• [EXTRAIT FOURNI]

-=-=-

Non, pas vraiment, parce que j'avais envisagé beaucoup de situations. Avec l'équipe de Cochin, nous nous étions posé la question de la prévention du paludisme. Fallait-il qu'elle soit pharmacologique ou seulement mécanique ? En fait, aucune chimioprophylaxie du paludisme ne se justifiait à l'époque du tournage. Les candidats se sont protégés par des moustiquaires et par des produits rémanents. De mon côté, j'étais en mesure de traiter un accès palustre. Mais il n'y a eu aucun cas de paludisme déclaré sur place et aucun cas déclaré six semaines après le retour. J'ai été surpris par certains candidats, au moins au début, qui se sentaient un peu « au club »... et ont présenté des brûlures solaires importantes. Mon rôle a été de leur expliquer les mesures à prendre pour prévenir toute déshydratation dans de telles conditions climatiques. Les morsures de rats que je n'avais pas prévues m'ont obligé à vacciner les candidats contre la rage.
Il y a eu effectivement une situation de carence alimentaire qui s'est aggravée progressivement, avec des chutes de tension artérielle importantes. La stratégie du jeu a fait que les candidats qui apportaient l'alimentation, capables de pêcher, ont été éliminés très tôt. Il est vrai que, quand un candidat souffrait de faim de façon intense, ne pouvait plus se lever et risquait de mettre en jeu ses facteurs de survie, je suis intervenu pour que la production donne des rations hypercaloriques, équivalentes à celles que l'on donne aux sportifs. Les candidats étaient superheureux. Cela n'enlève rien au jeu, qui restait contrôlé.

-=-=-

• [DONNÉES DE L'EXERCICE]
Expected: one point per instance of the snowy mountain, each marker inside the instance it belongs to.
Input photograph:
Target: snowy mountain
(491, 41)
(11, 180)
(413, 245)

-=-=-

• [CONSIGNE]
Rédigez la suite de l'extrait sur le suivi médical des candidats pendant le tournage, en reprenant juste après sa dernière phrase.

• [PRODUCTION ATTENDUE]
Autre exemple : pour les candidats qui étaient en apnée avec une barre à 2 mètres sous l'eau et pour lesquelles on pouvait tout craindre - le malaise, l'arrêt cardiaque, la noyade - j'ai demandé qu'ils aient une main en l'air comme pour tous les plongeurs. Il y a eu également ce qu'on appelle la petite traumatologie, essentiellement des blessures de pied sur les coraux, des chutes sans gravité, y compris pour l'équipe de production qui passait beaucoup de temps à déplacer un matériel volumineux.
Soutien psychologique
Quel a été votre rôle dans le soutien psychologique, que l'on imagine important ?
J'ai eu effectivement un grand rôle de soutien psychologique. Le psychiatre, de son côté, recevait les candidats après leur élimination. Mais il n'y a pas eu de décalage entre le profil psychologique préétabli et le comportement sur place. J'étais assez surpris de la bonne tenue des aînés, leur expérience des tropiques et la maturité parlent beaucoup plus sur place.
On va trop loin quand on parle d'humiliation. J'ai veillé personnellement à ce que la vie des candidats ne soit pas exposée mais j'ai aussi insisté souvent pour que leur intégrité personnelle ne soit pas atteinte. Des relations non belliqueuses mais énergiques se sont engagées à ce sujet avec la production. Aujourd'hui, je revois les participants et si certains s'avouent transformés, je ne pense pas que leur dignité soit atteinte. J'ai été très attentif dans ce domaine.
J'en retiens que « ça a fonctionné ». Qu'en tant que médecin je n'ai pas été caution de situations inacceptables et que mes conseils ont été écoutés. Oui, je repartirais. Le seul risque serait maintenant de procéder à une surenchère dans la gestion du risque.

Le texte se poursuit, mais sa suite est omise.